begin
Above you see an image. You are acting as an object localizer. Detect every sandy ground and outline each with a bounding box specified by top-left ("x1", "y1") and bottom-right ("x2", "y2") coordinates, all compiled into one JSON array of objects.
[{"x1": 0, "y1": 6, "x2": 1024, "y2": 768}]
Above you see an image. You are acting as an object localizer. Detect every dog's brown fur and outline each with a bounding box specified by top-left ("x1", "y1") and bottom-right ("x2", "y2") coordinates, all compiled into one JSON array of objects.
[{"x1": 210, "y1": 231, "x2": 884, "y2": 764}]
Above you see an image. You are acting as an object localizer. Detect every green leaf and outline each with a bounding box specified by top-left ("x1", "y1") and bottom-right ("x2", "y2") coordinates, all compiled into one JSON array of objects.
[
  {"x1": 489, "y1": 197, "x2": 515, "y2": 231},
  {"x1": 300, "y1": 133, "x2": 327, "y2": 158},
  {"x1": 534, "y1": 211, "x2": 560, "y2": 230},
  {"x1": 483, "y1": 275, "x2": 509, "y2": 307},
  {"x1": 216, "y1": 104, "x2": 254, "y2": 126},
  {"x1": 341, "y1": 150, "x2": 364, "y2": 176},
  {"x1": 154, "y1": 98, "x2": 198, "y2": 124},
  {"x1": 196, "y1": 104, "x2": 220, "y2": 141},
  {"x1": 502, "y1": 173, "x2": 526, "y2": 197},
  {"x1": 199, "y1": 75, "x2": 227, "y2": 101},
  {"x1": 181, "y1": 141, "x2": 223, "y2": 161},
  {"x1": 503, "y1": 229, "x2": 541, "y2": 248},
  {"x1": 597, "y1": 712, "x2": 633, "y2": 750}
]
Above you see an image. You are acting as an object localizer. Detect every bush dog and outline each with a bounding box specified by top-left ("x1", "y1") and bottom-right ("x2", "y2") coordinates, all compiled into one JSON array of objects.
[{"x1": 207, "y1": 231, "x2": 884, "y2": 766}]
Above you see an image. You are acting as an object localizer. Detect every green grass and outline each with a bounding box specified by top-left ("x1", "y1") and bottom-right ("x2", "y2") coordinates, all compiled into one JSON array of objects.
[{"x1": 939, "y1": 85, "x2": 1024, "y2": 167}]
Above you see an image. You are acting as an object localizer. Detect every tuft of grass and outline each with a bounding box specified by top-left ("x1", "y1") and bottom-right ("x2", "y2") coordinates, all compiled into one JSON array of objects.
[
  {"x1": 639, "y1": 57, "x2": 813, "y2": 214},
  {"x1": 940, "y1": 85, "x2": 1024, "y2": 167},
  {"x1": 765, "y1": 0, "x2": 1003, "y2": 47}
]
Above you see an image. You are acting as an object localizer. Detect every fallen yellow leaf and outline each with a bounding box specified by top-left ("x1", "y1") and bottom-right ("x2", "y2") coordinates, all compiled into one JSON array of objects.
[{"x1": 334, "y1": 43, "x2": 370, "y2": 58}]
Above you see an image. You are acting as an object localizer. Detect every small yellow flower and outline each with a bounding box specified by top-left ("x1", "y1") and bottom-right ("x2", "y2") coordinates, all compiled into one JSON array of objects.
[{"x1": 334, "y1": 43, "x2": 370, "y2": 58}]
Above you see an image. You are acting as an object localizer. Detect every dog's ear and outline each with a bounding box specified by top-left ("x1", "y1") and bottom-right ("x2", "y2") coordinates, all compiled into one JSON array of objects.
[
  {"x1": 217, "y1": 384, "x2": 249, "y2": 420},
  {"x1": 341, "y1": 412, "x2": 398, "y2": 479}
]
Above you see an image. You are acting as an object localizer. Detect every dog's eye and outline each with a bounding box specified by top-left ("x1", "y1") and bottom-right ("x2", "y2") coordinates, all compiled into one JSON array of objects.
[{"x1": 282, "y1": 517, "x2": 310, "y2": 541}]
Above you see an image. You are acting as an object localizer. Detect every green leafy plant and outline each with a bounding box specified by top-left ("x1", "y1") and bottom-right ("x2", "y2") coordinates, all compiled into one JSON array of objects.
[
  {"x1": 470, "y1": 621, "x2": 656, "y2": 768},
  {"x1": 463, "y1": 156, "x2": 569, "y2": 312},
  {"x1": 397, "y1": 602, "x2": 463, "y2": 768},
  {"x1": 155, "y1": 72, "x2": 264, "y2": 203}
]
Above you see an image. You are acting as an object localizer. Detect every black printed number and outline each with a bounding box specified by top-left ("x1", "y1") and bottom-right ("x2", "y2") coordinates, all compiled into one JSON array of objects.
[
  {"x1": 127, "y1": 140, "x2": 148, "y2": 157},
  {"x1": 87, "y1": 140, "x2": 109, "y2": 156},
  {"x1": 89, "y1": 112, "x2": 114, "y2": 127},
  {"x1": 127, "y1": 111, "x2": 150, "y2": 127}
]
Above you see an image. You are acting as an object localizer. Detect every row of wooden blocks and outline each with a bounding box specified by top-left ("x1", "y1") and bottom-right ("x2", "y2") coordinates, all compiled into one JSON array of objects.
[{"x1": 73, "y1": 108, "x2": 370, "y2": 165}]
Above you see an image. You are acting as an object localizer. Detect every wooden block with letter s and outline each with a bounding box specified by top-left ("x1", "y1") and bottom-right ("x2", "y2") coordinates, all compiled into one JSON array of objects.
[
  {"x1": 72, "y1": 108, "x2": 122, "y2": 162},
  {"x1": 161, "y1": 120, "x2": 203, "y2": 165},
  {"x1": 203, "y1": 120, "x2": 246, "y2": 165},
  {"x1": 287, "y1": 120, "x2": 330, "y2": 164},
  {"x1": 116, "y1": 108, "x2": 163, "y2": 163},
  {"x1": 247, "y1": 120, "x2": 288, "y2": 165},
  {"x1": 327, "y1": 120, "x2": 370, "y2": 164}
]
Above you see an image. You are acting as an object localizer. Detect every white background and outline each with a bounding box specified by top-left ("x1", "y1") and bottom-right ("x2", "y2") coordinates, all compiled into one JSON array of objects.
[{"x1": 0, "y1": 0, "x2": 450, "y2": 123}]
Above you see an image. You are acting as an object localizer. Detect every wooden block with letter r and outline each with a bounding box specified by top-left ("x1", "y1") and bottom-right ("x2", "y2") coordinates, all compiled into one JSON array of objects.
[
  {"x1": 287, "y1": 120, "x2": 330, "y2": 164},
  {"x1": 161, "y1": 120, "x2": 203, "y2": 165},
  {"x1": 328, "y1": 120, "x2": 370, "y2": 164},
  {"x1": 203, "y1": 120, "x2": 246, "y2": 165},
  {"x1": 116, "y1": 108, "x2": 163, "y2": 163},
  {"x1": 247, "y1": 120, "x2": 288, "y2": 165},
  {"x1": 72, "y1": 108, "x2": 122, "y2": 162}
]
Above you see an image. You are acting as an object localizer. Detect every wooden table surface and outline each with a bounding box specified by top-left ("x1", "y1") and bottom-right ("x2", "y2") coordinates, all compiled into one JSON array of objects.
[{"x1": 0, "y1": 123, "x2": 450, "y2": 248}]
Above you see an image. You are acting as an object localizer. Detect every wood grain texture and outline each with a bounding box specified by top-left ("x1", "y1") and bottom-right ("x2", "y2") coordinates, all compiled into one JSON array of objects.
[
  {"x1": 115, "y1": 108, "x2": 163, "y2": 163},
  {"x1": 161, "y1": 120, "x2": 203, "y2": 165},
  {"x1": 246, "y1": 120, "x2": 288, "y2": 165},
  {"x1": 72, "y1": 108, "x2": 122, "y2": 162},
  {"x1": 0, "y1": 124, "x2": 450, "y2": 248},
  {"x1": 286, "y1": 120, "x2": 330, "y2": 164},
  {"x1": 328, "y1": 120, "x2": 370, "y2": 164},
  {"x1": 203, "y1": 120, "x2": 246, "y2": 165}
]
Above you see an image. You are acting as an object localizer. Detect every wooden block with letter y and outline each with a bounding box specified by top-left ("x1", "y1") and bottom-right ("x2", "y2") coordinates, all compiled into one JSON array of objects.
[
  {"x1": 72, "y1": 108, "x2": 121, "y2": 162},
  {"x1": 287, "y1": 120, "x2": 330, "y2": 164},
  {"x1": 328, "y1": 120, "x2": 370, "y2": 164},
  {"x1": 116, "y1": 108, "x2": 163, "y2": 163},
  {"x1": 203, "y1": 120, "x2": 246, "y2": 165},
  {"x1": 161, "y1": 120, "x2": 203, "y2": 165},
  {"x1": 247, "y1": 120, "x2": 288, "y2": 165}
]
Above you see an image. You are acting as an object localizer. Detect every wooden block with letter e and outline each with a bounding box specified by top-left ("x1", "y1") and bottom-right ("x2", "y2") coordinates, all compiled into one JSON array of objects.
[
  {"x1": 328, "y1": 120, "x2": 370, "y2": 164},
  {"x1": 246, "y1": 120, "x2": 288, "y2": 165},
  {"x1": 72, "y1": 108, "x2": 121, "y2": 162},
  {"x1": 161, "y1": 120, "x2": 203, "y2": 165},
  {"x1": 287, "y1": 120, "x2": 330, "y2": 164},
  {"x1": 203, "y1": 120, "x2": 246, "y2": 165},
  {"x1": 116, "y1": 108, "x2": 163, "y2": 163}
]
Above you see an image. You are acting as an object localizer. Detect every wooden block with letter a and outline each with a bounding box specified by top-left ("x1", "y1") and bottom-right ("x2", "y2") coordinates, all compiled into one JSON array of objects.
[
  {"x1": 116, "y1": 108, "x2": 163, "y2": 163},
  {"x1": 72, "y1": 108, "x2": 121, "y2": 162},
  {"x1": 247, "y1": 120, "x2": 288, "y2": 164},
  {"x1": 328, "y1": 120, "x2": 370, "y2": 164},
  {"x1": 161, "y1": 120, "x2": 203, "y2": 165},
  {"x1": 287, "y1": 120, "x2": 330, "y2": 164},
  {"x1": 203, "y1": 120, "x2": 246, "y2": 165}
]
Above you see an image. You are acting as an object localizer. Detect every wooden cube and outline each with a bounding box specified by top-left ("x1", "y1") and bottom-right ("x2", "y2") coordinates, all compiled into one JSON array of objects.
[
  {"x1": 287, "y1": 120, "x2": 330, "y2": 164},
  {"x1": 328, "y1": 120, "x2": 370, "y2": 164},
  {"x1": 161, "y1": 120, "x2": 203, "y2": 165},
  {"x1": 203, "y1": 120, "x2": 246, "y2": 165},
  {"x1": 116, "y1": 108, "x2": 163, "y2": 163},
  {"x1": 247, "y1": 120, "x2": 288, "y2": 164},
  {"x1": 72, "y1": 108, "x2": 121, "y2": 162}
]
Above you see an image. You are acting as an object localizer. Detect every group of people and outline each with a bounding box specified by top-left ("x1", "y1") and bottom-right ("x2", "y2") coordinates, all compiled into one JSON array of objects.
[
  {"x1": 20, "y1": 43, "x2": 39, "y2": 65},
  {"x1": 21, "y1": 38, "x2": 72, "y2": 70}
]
end
TASK DIRECTIONS: Gather every line of the items above that contains the word "yellow", counting only matches with the same capitalization.

SOLUTION:
Above you see an image. You are acting as an object localizer. Detect every fallen yellow leaf and outline each with a bounding box specified by top-left ("x1", "y1") and bottom-right ("x2", "y2") coordinates, all compiled into one JSON array of objects.
Above you see an image. You are acting as an object localizer. Detect every small yellow flower and outline each with a bounding box specified by top-left ("x1", "y1") and bottom-right ("x2", "y2") coordinates, all compiled into one JSON array of objects.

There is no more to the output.